--- Input for this task ---
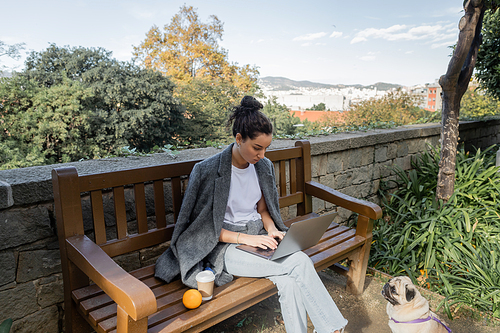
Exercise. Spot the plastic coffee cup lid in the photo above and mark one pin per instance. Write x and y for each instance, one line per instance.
(205, 276)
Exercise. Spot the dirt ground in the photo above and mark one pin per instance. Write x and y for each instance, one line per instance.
(365, 313)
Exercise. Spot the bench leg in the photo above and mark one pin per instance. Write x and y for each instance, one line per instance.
(125, 324)
(73, 321)
(357, 269)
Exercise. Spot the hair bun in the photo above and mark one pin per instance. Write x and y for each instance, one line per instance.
(250, 103)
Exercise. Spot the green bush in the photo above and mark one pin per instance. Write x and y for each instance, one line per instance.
(453, 248)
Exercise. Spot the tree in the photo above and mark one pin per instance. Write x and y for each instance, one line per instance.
(131, 106)
(43, 125)
(283, 121)
(488, 61)
(319, 107)
(189, 48)
(12, 51)
(476, 104)
(454, 84)
(398, 107)
(207, 106)
(73, 103)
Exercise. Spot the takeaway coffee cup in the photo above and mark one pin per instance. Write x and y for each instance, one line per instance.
(205, 281)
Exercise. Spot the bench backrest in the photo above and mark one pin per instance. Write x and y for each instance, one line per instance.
(104, 204)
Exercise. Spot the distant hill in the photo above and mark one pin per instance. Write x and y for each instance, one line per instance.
(283, 84)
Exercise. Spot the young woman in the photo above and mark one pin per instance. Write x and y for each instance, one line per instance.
(232, 199)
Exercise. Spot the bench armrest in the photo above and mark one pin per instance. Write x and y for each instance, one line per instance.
(133, 296)
(362, 207)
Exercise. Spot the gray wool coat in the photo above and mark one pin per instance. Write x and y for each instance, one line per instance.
(195, 241)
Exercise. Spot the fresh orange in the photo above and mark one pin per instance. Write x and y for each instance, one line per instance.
(191, 299)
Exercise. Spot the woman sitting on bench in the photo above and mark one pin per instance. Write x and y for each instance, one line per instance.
(231, 199)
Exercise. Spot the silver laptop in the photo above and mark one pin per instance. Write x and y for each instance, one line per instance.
(300, 236)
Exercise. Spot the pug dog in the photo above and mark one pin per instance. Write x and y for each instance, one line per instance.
(408, 310)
---
Work to complete: Return the lines from the line containing "Exercise. Spot the gray" to the end of the entries above, exactly as they appear and with no other output.

Output for this task:
Exercise. Spot the gray wool coat in the photo above and mark one pin per instance. Write x and y for each instance, one line per instance.
(195, 241)
Exercise. Spot the fresh orange in the photo above and mark one pin per instance. Write x and y for each instance, one line per instance.
(191, 299)
Exercise. Spot the woman sitting on bench in the photo above and mark one pin per instance. Write x and y for each instance, one line per instance.
(231, 199)
Exercise. Spot the silver laptop in the photo above and mark one pin per instance. Write x and y for each instance, one line per instance.
(300, 236)
Exercise. Spot the pug dog in the photo above and mark one pin per instance. Write x and y for each instance, one line per instance.
(408, 310)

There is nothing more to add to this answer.